- [Problem requirements]:
Rewrite all of the material below, changing every "object detection system" to "image localization system" and keeping everything else the same. Leave the pictures out of your answer.

|---|

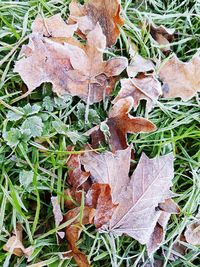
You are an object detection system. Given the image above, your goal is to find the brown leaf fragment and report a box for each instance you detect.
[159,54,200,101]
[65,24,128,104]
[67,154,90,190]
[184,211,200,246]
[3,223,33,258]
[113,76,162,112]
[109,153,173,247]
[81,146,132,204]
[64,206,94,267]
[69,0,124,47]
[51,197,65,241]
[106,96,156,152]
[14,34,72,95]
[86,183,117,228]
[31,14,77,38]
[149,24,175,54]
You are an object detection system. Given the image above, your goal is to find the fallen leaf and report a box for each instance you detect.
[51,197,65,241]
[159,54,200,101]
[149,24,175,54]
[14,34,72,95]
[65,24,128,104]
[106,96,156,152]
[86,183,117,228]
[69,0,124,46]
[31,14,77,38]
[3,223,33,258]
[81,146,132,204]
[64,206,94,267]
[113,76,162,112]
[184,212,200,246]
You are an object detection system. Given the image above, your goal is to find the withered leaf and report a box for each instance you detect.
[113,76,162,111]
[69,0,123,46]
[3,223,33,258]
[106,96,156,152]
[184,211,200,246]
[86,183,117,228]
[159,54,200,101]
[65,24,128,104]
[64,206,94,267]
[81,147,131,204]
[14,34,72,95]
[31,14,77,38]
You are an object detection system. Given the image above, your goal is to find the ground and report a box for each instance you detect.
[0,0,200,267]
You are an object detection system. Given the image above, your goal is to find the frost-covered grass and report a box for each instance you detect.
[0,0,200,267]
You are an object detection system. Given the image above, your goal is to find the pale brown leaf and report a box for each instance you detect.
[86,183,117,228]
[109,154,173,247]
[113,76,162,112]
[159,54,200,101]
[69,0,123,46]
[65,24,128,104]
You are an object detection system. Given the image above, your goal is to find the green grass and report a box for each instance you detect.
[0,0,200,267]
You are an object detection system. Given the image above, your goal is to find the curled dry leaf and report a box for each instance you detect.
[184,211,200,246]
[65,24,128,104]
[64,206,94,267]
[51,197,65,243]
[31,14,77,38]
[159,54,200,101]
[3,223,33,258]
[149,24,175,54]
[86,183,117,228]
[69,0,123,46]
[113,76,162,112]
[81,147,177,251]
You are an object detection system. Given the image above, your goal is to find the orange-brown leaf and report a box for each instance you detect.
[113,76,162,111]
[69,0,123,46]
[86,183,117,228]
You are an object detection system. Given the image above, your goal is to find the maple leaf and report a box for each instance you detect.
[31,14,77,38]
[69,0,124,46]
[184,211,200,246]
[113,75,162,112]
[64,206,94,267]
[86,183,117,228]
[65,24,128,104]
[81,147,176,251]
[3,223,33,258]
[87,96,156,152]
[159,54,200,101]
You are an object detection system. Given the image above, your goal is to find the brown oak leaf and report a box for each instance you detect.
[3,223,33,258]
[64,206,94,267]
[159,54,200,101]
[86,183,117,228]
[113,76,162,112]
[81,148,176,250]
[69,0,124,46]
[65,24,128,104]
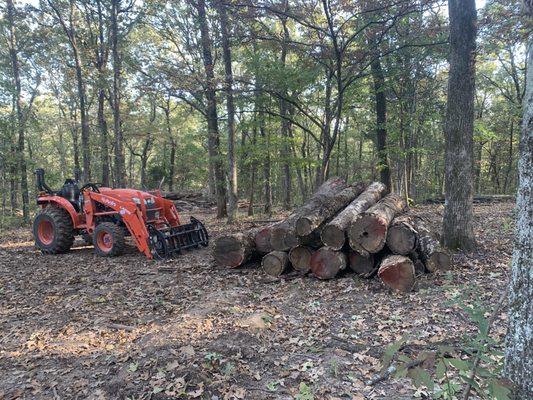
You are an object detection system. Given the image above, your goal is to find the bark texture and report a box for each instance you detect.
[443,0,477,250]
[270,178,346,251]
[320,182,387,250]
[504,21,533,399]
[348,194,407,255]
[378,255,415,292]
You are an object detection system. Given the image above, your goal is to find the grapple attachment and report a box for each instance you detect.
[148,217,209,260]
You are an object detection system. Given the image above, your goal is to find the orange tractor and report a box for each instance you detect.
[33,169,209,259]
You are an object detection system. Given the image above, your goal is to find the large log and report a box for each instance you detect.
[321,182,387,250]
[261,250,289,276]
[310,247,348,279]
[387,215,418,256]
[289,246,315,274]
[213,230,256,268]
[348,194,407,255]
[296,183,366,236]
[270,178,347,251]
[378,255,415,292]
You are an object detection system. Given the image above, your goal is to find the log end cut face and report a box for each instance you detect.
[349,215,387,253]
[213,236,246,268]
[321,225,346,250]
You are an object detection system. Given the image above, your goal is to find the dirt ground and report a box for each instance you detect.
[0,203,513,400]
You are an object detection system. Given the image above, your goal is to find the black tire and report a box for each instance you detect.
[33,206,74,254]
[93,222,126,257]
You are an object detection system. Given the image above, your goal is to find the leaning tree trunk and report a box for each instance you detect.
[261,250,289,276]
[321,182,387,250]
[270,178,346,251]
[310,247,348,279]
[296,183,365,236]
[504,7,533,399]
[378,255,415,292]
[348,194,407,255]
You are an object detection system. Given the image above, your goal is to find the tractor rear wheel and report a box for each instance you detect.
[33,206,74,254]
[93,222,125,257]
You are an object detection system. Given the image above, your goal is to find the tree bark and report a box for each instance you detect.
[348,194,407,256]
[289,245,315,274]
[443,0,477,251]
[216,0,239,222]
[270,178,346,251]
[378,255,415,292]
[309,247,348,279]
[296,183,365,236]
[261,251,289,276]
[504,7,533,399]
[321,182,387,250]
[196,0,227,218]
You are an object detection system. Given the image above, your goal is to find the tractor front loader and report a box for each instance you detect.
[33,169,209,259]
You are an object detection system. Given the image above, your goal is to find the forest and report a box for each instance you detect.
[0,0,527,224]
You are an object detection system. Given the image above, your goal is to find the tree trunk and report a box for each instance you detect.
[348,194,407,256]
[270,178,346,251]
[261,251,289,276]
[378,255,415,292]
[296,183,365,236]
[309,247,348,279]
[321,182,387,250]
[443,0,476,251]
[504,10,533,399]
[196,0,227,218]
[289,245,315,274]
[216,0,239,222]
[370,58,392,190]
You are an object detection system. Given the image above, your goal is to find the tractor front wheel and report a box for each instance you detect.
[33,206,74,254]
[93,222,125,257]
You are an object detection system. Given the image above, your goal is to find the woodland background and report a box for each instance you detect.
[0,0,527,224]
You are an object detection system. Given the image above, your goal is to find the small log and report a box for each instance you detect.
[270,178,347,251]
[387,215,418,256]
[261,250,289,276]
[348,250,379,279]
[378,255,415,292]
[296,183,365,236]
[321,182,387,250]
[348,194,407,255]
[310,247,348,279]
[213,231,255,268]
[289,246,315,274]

|---|

- [Worked solution]:
You are an image localization system. Given the image above, your goal is to find the brown leaf fragment and report a box for each instance you detect.
[159,54,200,101]
[65,24,128,104]
[67,154,90,190]
[184,211,200,246]
[3,223,33,258]
[113,76,162,112]
[109,153,173,247]
[81,146,132,204]
[64,206,94,267]
[69,0,124,47]
[51,197,65,241]
[106,96,156,152]
[14,34,72,95]
[86,183,117,228]
[31,14,77,38]
[149,24,175,54]
You are an image localization system. Given the image above, your goal is to find the fallen leaf and report a box for each instance you detect.
[51,197,65,241]
[159,54,200,101]
[149,24,175,54]
[14,34,72,95]
[65,24,128,104]
[106,96,156,152]
[86,183,117,228]
[69,0,124,46]
[31,14,77,38]
[3,223,33,258]
[81,146,132,204]
[64,206,94,267]
[113,76,162,112]
[184,212,200,246]
You are an image localization system. Given the image above, your goal is to find the withered leaf and report a box for each instance you detect.
[113,76,162,111]
[69,0,123,46]
[3,223,33,258]
[106,96,156,152]
[184,211,200,246]
[86,183,117,228]
[159,54,200,101]
[65,24,128,104]
[64,206,94,267]
[81,147,131,204]
[14,34,72,95]
[31,14,77,38]
You are an image localization system. Given the image above, your goal is to find the ground and report a box for each instance you detect.
[0,0,200,267]
You are an image localization system. Given the image above, your goal is to find the frost-covered grass and report a box for each instance you detect.
[0,0,200,267]
You are an image localization system. Given the image above, your goal is to find the pale brown leaf and report a box for each instance you detect.
[86,183,117,228]
[109,154,173,247]
[113,76,162,112]
[159,54,200,101]
[69,0,123,46]
[65,24,128,104]
You are an image localization system. Given the image above, your goal is to find the green grass and report a box for each instance you detect.
[0,0,200,267]
You are an image localization system. Given the image above, your goal is to find the curled dry leaf and report a box for each instance you detect.
[184,211,200,246]
[65,24,128,104]
[64,206,94,267]
[51,197,65,243]
[31,14,77,38]
[159,54,200,101]
[3,223,33,258]
[149,24,175,54]
[86,183,117,228]
[69,0,123,46]
[113,76,162,112]
[81,147,177,251]
You are an image localization system. Given the image above, your goal is to find the orange-brown leaf and report a box for each instance you detect.
[113,76,162,111]
[69,0,123,46]
[86,183,117,228]
You are an image localization system. Given the image above, your goal is to find the maple leaf and report a box for each instance you detect.
[31,14,77,38]
[69,0,124,46]
[184,211,200,246]
[113,75,162,112]
[64,206,94,267]
[86,183,117,228]
[65,24,128,104]
[81,147,176,251]
[3,223,33,258]
[87,96,156,152]
[159,54,200,101]
You are an image localization system. Given the image above, your goal is to find the brown oak leaf and report a box for each instance you detect.
[3,223,33,258]
[64,206,94,267]
[159,54,200,101]
[86,183,117,228]
[113,76,162,112]
[81,148,176,250]
[69,0,124,46]
[65,24,128,104]
You are an image localization system. Given the image above, your goal is to find the bark texture and report a box for each instance you detect.
[443,0,477,250]
[270,178,346,251]
[320,182,387,250]
[504,21,533,399]
[348,194,407,255]
[378,255,415,292]
You are an image localization system. Given the image above, your goal is to find the grapple attachment and report a box for each instance you detect.
[148,217,209,260]
You are an image localization system. Given the image above, your goal is to find the orange tractor and report a box for each instance you detect.
[33,169,209,259]
You are an image localization system. Given the image above, your goal is to find the large log and report a box for each instance you detect.
[321,182,387,250]
[261,250,289,276]
[310,247,348,279]
[387,215,418,256]
[289,246,315,274]
[213,230,256,268]
[348,194,407,255]
[296,183,366,236]
[270,178,347,251]
[378,255,415,292]
You are an image localization system. Given the image above, your goal is to find the log end cut face and report a box for each instance you detect.
[349,215,387,253]
[213,236,246,268]
[321,225,346,250]
You are an image localization system. Given the image above, your goal is to find the dirt ground and report a box for each instance you detect.
[0,203,513,400]
You are an image localization system. Given the image above, your goal is to find the black tire and report a box for each instance you detect.
[33,206,74,254]
[93,222,126,257]
You are an image localization system. Given the image above, your goal is to find the leaning tree trunk and report a box for each instance you detect.
[261,250,289,276]
[321,182,387,250]
[270,178,346,251]
[310,247,348,279]
[296,183,365,236]
[504,7,533,399]
[378,255,415,292]
[348,194,407,255]
You are an image localization system. Given the image above, your goal is to find the tractor rear wheel and report a box for each instance you detect.
[33,206,74,254]
[93,222,125,257]
You are an image localization system. Given the image above, your goal is to find the tree bark and report a box for each instance you detect.
[348,194,407,256]
[289,245,315,274]
[443,0,477,251]
[216,0,239,222]
[270,178,346,251]
[378,255,415,292]
[309,247,348,279]
[296,183,365,236]
[261,251,289,276]
[504,7,533,399]
[321,182,387,250]
[196,0,227,218]
You are an image localization system. Given the image above, your goal is to find the tractor front loader and report a box for each instance you detect.
[33,169,209,259]
You are an image localization system. Given the image above, your goal is to find the forest and report a box for each instance you detect.
[0,0,527,224]
You are an image localization system. Given the image above, your goal is to find the tree trunk and report a box for each instance you detect.
[348,194,407,256]
[270,178,346,251]
[261,251,289,276]
[378,255,415,292]
[296,183,365,236]
[309,247,348,279]
[321,182,387,250]
[443,0,476,251]
[504,10,533,399]
[196,0,227,218]
[289,245,315,274]
[216,0,239,222]
[370,58,392,190]
You are an image localization system. Given the image above, your goal is to find the tractor front wheel and report a box for each instance you detect.
[33,206,74,254]
[93,222,125,257]
You are an image localization system. Given the image above, your goal is to find the woodland background and report a box for each instance you detect.
[0,0,527,224]
You are an image localization system. Given the image above, your goal is to find the small log and report a box for each instance you detect.
[270,178,347,251]
[387,215,418,256]
[261,250,289,276]
[348,250,379,279]
[378,255,415,292]
[296,183,365,236]
[321,182,387,250]
[348,194,407,255]
[310,247,348,279]
[213,231,255,268]
[289,246,315,274]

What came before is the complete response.